> **TASK TO COMPLETE**: Rewrite every line of the records below as a Markdown table with two columns, Row and Line, giving each row a number. Omit blank lines and the pictures.

> **EXERCISE INPUTS**:
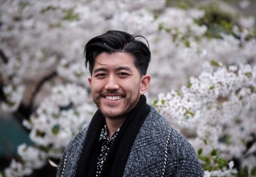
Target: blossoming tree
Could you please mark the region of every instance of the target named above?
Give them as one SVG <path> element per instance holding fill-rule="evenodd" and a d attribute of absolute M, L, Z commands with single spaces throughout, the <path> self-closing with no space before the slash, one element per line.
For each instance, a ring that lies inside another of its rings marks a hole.
<path fill-rule="evenodd" d="M 1 109 L 22 115 L 36 145 L 21 144 L 21 161 L 13 159 L 0 176 L 30 175 L 60 158 L 89 124 L 96 108 L 82 48 L 109 29 L 148 38 L 148 102 L 191 143 L 205 176 L 256 174 L 253 18 L 225 12 L 220 2 L 183 8 L 164 0 L 1 4 Z"/>

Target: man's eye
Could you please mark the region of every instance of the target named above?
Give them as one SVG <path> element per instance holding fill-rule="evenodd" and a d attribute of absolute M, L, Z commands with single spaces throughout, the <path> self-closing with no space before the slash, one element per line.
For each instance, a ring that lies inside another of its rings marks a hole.
<path fill-rule="evenodd" d="M 121 72 L 118 75 L 119 75 L 119 76 L 125 76 L 125 75 L 128 75 L 128 74 L 127 74 L 125 72 Z"/>
<path fill-rule="evenodd" d="M 96 75 L 96 76 L 104 76 L 106 74 L 98 74 Z"/>

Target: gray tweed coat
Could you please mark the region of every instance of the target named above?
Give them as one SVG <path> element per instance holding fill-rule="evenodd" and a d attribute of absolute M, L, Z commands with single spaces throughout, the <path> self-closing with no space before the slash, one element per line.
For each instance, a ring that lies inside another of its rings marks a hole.
<path fill-rule="evenodd" d="M 124 176 L 161 176 L 170 130 L 169 123 L 151 107 L 132 147 Z M 59 164 L 58 177 L 75 176 L 87 130 L 87 127 L 81 130 L 66 147 Z M 167 149 L 165 176 L 203 176 L 195 150 L 173 128 Z"/>

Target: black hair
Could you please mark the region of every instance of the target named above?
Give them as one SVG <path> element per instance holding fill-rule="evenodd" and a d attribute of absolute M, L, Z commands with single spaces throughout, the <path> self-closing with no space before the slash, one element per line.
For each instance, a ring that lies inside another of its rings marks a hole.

> **COMPLETED EXERCISE**:
| Row | Line |
|---|---|
| 1 | Target: blossoming tree |
| 2 | Could you please mark the region of every instance of the target named above? |
| 3 | Give them as one SVG <path> element per instance holding fill-rule="evenodd" and a d attribute of absolute M, L, Z commands with single spaces throughout, the <path> self-closing with no space before the slash, one element per line. |
| 4 | For each instance, a ring that lies inside another of its rings marks a hole. |
| 5 | <path fill-rule="evenodd" d="M 1 109 L 22 115 L 36 145 L 21 144 L 21 161 L 13 159 L 0 176 L 30 175 L 60 158 L 89 124 L 96 108 L 82 48 L 109 29 L 148 38 L 148 102 L 191 143 L 205 176 L 256 174 L 253 18 L 225 12 L 220 2 L 183 8 L 164 0 L 1 4 Z"/> |
| 6 | Target: man's eye |
| 7 | Could you please mark the region of every instance of the target named above? |
| 8 | Give them as one SVG <path> element per instance holding fill-rule="evenodd" and a d attribute of absolute M, L, Z commands with single spaces throughout, the <path> self-closing with no space before the slash, one element per line. |
| 9 | For each instance, a ring that lies inside another of its rings marks a hole. |
| 10 | <path fill-rule="evenodd" d="M 121 72 L 118 75 L 119 75 L 119 76 L 125 76 L 125 75 L 128 75 L 128 74 L 127 74 L 125 72 Z"/> |
| 11 | <path fill-rule="evenodd" d="M 96 75 L 96 76 L 104 76 L 106 74 L 98 74 Z"/> |
| 12 | Target: gray tweed coat |
| 13 | Could you please mark the region of every instance of the target named above? |
| 14 | Give them as one SVG <path> element per instance holding fill-rule="evenodd" and a d attribute of absolute M, L, Z commands with single spaces throughout, the <path> self-closing with no space before the slash, one element per line. |
| 15 | For each instance, a ring that lies inside another of its rings marks a hole. |
| 16 | <path fill-rule="evenodd" d="M 124 176 L 161 176 L 170 130 L 169 123 L 151 107 L 132 147 Z M 59 164 L 58 177 L 75 176 L 87 130 L 87 127 L 81 130 L 66 147 Z M 167 149 L 165 176 L 203 176 L 195 150 L 173 128 Z"/> |
| 17 | Target: black hair |
| 18 | Could you please mark the region of every instance of the target named above? |
| 19 | Give them as one SVG <path> element per instance holding fill-rule="evenodd" and a d attribute of absolute M, L, Z commands with single spaces throughout, the <path> self-closing with no space before the slash, one element per line. |
| 20 | For each instance, a ring that lies inside another of its rings marks a hole. |